> [Set exercise] Reproduce the stretch of the listing from the line containing "around the black" through the line containing "375,0,444,99", both lines included and the requests left unchanged. Scale every coordinate in the answers by 1.15 and round each to a whole number, with halves rounding up.

(Records excerpted from a collection)
◇ ◇ ◇ ◇ ◇

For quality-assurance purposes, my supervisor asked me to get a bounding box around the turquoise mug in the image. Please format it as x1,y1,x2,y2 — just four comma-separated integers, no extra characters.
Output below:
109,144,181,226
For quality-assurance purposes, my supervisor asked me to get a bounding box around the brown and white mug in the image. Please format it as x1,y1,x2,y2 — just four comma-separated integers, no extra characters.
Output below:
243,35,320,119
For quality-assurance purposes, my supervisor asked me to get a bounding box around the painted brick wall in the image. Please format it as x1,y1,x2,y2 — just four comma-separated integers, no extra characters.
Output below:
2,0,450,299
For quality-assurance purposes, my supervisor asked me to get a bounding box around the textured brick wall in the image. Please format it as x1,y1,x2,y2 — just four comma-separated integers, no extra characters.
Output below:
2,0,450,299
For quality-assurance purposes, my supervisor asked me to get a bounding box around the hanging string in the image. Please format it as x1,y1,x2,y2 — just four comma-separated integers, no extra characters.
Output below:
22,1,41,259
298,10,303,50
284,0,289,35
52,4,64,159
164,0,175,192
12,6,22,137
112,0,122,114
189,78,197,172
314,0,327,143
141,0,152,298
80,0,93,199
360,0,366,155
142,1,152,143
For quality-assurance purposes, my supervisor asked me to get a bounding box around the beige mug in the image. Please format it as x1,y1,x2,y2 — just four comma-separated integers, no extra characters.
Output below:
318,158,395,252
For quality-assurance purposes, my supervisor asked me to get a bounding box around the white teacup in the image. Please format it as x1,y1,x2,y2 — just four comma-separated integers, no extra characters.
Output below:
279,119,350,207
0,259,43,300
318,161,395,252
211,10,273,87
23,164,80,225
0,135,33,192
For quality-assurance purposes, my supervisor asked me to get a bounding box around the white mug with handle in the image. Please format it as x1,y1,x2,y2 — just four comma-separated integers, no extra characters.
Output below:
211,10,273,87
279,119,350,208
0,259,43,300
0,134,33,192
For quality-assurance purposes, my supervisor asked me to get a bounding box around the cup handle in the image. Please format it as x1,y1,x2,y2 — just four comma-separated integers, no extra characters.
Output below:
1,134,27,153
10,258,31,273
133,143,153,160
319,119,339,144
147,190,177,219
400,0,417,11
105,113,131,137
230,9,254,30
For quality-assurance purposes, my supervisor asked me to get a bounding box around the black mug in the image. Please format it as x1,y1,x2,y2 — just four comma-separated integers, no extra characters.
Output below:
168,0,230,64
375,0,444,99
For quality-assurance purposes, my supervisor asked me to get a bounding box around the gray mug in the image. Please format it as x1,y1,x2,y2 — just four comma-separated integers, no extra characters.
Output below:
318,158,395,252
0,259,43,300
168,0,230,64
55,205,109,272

◇ ◇ ◇ ◇ ◇

> [Written response]
For quality-assurance purposes, my supervisor asked me to get a bounding box around the black mug in the image. Please format it as x1,y1,x2,y2 — just four comma-separated integers, no extra characters.
Output below:
193,0,265,74
431,0,511,114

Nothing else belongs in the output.